**PROMPT A**
Show every line of the listing that contains the word "Target". Case counts.

**TEXT TO READ**

※

# Spring Time Maintance: Hive body rotation



## Scotty (May 17, 2004)

Yeah it's true. However it's not necessary. It's just a technique that will help the bees build up and get going faster. While you're moving the two supers (reversing their locations) you can check the bottom board as well and give it a good cleaning.

Winter Config:
A
B 


Spring Config:
B 
A


----------



## Jim Fischer (Jan 5, 2001)

In my view, reversing is a waste of time and effort.

I have yet to see any improved utilization of
the brood chamber as a result of reversing,
nor have I seen a quicker build-up.

The queen's entourage can certainly guide the
queen down as easily as up. They can also lead
her across frames, around frames lacking
"communication holes", etc.

One thing that reversing WILL do is to slow down
spring colony build-up when the brood area is
a circular area split between the two brood
chambers. What happens is that the circle is
transformed into two isolated half-circles,
and the bees are forced to tend the two
isolated brood areas. This is said by some
to be a good anti-swarming technique, but I
can't claim that it (or any approach) is a
sure-fire way to delay or prevent swarming.

Making splits is about the only high-reliability
way I know to avoid swarming, but even it is
not foolproof.


----------



## Chef Isaac (Jul 26, 2004)

※

**PROMPT B**
Please update the part of the hive body rotation thread starting at "Yeah it's true." and ending at "a good cleaning.", and give it back with "supers" replaced by "boxes".

※

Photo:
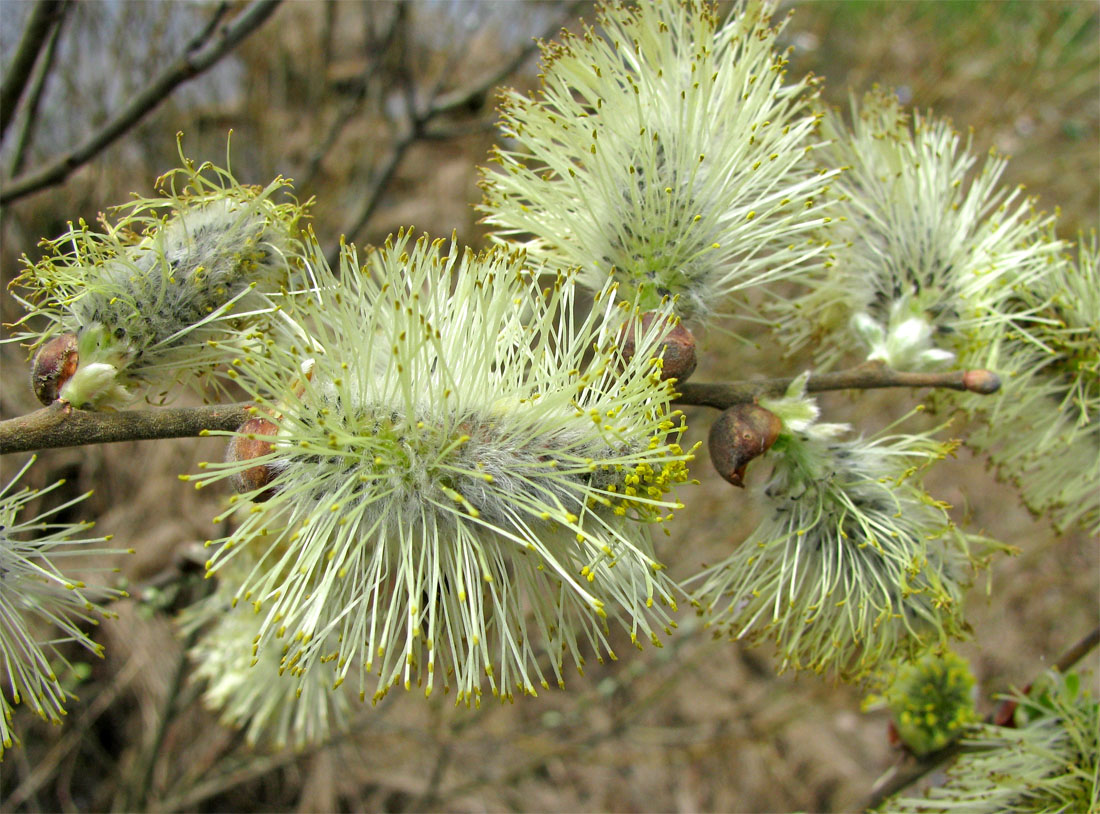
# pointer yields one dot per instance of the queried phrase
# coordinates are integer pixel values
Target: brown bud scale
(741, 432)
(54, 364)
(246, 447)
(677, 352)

※

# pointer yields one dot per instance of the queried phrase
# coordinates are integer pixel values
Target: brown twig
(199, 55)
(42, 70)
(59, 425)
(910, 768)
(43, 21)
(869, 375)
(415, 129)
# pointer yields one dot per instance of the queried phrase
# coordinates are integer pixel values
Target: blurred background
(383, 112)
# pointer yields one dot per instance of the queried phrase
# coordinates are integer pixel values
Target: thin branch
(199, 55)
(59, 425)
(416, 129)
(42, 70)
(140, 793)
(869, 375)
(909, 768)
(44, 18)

※

**FINAL RESULT A**
Target: brown bud scale
Target: brown twig
Target: blurred background
Target: thin branch

**FINAL RESULT B**
Yeah it's true. However it's not necessary. It's just a technique that will help the bees build up and get going faster. While you're moving the two boxes (reversing their locations) you can check the bottom board as well and give it a good cleaning.